* [Selected excerpt]:
↓
World`s tiniest 7.7 mm frog discovered
Washington: A scientist has recently discovered two new species of frogs in New Guinea, one of which is now the world’s tiniest known vertebrate, averaging less than one-third of an inch.
The 7.7 millimeters vertebrate, discovered by LSU’s Chris Austin, ousts Paedocypris progenetica, an Indonesian fish averaging more than 8 millimeters, from the record.
Austin, leading a team of scientists from the United States including LSU graduate student Eric Rittmeyer, made the discovery during a three-month long expedition to the island of New Guinea, the world’s largest and tallest tropical island.
“It was particularly difficult to locate Paedophryne amauensis due to its diminutive size and the males`` high pitched insect-like mating call,” Austin said.
“But it’s a great find. New Guinea is a hotspot of biodiversity, and everything new we discover there adds another layer to our overall understanding of how biodiversity is generated and maintained,” he said.
The most recent species descriptions highlight an interesting trend among the discovery of extremely small vertebrates
“The size limit of vertebrates, or creatures with backbones, is of considerable interest to biologists because little is understood about the functional constraints that come with extreme body size, whether large or small,” Austin said.
↑
* [Work instructions]:
a. In the frog discovery article, write out everything from "The 7.7 millimeters" down to "tallest tropical island.".
b. In the frog discovery article, why was Paedophryne amauensis hard to locate?
c. Carry on the article about the 7.7 mm frog from where it stops.

* [Dataset content]:
↓
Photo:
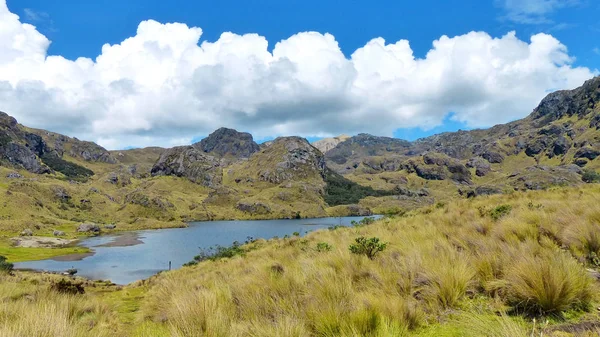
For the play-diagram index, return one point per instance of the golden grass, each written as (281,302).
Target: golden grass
(450,270)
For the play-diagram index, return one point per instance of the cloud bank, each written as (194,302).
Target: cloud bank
(165,86)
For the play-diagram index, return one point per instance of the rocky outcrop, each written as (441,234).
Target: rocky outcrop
(587,152)
(189,162)
(89,151)
(482,166)
(438,166)
(566,103)
(543,177)
(88,228)
(225,142)
(254,208)
(289,158)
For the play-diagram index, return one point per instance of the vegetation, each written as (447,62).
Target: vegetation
(218,252)
(368,247)
(5,267)
(65,286)
(69,169)
(445,271)
(590,176)
(323,247)
(341,191)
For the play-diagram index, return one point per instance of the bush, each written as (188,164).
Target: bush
(323,247)
(550,284)
(5,267)
(500,211)
(369,247)
(590,176)
(341,191)
(67,287)
(363,222)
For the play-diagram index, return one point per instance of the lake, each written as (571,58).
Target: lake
(130,256)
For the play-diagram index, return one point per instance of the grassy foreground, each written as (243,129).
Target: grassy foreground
(510,265)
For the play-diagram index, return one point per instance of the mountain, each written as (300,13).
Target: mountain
(549,147)
(226,142)
(50,181)
(326,144)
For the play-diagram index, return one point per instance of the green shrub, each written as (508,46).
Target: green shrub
(369,247)
(323,247)
(500,211)
(341,191)
(5,267)
(65,286)
(590,176)
(363,222)
(548,284)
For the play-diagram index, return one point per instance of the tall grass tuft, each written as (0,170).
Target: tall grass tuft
(547,284)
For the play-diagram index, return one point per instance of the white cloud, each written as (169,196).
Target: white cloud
(533,11)
(161,87)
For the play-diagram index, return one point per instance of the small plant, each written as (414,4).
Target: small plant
(548,284)
(323,247)
(394,211)
(5,267)
(369,247)
(362,222)
(533,206)
(65,286)
(500,211)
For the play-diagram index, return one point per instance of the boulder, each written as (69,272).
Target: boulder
(225,142)
(492,156)
(27,232)
(483,190)
(587,152)
(253,207)
(189,162)
(60,193)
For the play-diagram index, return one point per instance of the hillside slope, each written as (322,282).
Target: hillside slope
(53,182)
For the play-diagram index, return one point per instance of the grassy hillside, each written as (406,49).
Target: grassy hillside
(520,264)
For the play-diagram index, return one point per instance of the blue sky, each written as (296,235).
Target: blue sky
(81,28)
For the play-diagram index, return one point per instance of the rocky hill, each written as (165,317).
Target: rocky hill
(555,145)
(50,181)
(326,144)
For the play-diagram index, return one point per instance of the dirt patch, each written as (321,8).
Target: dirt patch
(124,240)
(40,242)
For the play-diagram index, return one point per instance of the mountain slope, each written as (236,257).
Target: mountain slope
(49,181)
(547,148)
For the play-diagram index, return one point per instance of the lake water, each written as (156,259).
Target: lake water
(153,249)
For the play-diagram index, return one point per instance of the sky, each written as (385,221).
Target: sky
(163,73)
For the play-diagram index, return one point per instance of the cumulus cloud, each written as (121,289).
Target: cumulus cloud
(533,11)
(165,86)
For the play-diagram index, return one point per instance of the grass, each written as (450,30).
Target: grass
(20,254)
(446,271)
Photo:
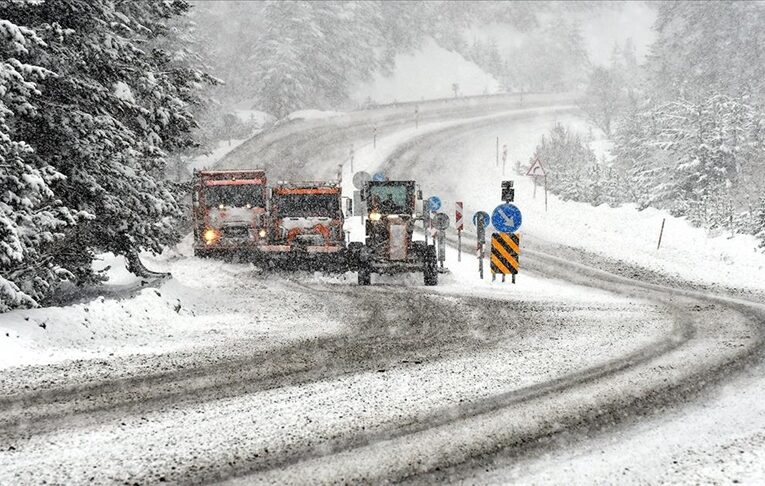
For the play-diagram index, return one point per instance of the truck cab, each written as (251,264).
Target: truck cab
(307,223)
(230,211)
(389,246)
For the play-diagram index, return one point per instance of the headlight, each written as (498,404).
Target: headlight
(210,235)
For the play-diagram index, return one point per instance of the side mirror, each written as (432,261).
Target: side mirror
(348,208)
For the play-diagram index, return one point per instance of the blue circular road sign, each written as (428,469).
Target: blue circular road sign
(482,215)
(435,203)
(506,218)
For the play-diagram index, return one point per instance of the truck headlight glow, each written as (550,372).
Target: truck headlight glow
(210,235)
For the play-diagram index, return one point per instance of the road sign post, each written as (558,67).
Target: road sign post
(504,159)
(481,221)
(441,223)
(537,170)
(507,218)
(460,226)
(426,218)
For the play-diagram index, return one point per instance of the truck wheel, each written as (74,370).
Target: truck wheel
(365,274)
(353,254)
(430,266)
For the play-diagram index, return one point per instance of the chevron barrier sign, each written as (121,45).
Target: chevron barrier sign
(505,249)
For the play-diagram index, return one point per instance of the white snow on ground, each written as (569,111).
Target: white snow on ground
(426,74)
(716,441)
(205,303)
(207,161)
(467,171)
(255,117)
(313,114)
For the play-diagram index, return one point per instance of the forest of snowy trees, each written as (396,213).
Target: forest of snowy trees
(96,96)
(93,95)
(299,56)
(688,126)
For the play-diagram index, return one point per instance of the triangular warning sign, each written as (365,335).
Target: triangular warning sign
(536,169)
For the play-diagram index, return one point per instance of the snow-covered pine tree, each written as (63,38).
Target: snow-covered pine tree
(116,103)
(30,216)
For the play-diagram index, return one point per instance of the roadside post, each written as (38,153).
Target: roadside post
(359,181)
(481,221)
(537,170)
(426,218)
(433,205)
(504,158)
(505,244)
(441,223)
(460,226)
(661,233)
(350,156)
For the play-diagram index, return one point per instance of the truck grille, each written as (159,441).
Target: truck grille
(236,232)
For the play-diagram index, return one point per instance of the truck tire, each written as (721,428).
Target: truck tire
(364,266)
(365,274)
(430,266)
(353,255)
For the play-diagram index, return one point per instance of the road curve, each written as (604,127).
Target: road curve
(388,329)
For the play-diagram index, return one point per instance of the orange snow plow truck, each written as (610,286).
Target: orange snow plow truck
(230,212)
(292,225)
(307,226)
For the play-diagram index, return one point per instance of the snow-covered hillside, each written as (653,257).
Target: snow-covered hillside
(428,73)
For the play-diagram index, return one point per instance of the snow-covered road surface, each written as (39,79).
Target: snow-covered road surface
(314,379)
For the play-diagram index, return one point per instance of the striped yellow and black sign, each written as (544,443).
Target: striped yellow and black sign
(505,248)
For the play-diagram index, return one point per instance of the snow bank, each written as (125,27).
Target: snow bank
(313,114)
(426,74)
(207,302)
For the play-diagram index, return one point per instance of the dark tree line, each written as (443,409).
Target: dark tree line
(93,96)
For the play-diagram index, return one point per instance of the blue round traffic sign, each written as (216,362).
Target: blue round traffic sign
(482,215)
(506,218)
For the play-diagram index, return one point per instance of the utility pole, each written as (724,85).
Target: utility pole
(504,158)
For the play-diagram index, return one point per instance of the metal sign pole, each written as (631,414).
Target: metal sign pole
(441,247)
(479,246)
(545,192)
(459,245)
(426,218)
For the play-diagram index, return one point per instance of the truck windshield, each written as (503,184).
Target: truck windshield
(235,196)
(389,199)
(302,205)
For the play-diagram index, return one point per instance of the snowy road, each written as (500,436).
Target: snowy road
(313,379)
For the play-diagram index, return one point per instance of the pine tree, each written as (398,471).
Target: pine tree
(97,127)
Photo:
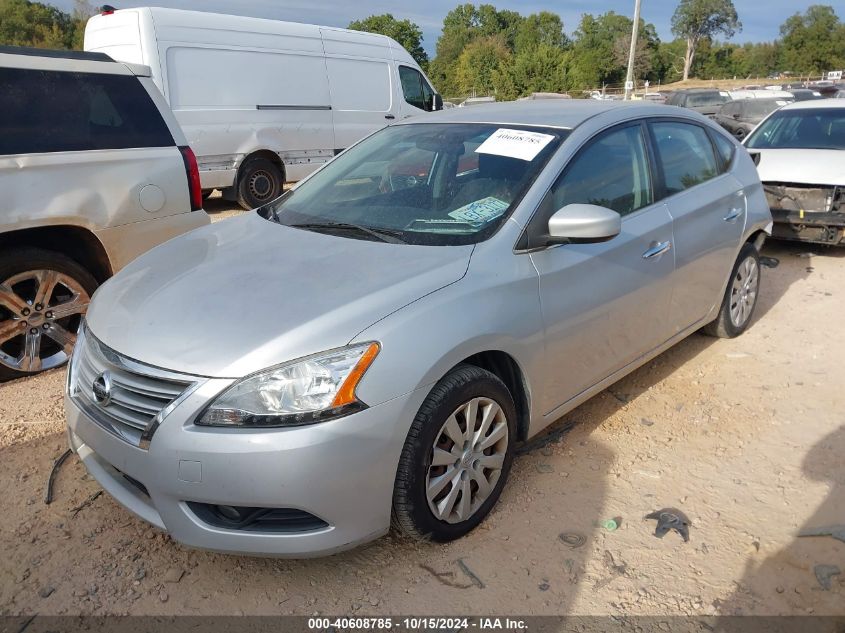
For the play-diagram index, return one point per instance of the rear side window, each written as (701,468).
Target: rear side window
(52,111)
(416,89)
(685,154)
(725,149)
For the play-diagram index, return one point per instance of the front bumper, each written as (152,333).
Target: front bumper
(809,226)
(341,471)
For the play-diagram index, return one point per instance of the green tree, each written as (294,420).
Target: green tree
(481,65)
(25,23)
(408,34)
(544,28)
(699,20)
(542,68)
(813,42)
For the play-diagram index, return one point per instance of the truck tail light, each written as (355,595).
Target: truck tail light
(193,173)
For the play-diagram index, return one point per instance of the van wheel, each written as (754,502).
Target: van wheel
(43,297)
(259,182)
(456,457)
(740,296)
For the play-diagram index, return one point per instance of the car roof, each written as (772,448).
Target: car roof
(563,113)
(817,103)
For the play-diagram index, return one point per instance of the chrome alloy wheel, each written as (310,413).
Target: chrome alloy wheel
↑
* [Responses in order]:
a.
The 7.7 millimeters vertebrate, discovered by LSU’s Chris Austin, ousts Paedocypris progenetica, an Indonesian fish averaging more than 8 millimeters, from the record.
Austin, leading a team of scientists from the United States including LSU graduate student Eric Rittmeyer, made the discovery during a three-month long expedition to the island of New Guinea, the world’s largest and tallest tropical island.

b. Austin said it was particularly difficult to locate because of its diminutive size and the males' high-pitched, insect-like mating call.

c.
With more than 60,000 vertebrates currently known to man, the largest being the blue whale with an average size of more than 25 meters and the smallest previously being a small Indonesian fish averaging around 8 millimeters, there was originally some thought that extreme size in vertebrates might be associated with aquatic species, as perhaps the buoyancy offers support and facilitates the development of extremism.
However, both new species of frogs Austin described are terrestrial, suggesting that living in water is not necessary for small body size.
“The ecosystems these extremely small frogs occupy are very similar, primarily inhabiting leaf litter on the floor of tropical rainforest environments,” he said.
“We now believe that these creatures aren’t just biological oddities, but instead represent a previously undocumented ecological guild – they occupy a habitat niche that no other vertebrate does,” Austin added.
The study has been published in PLoS ONE.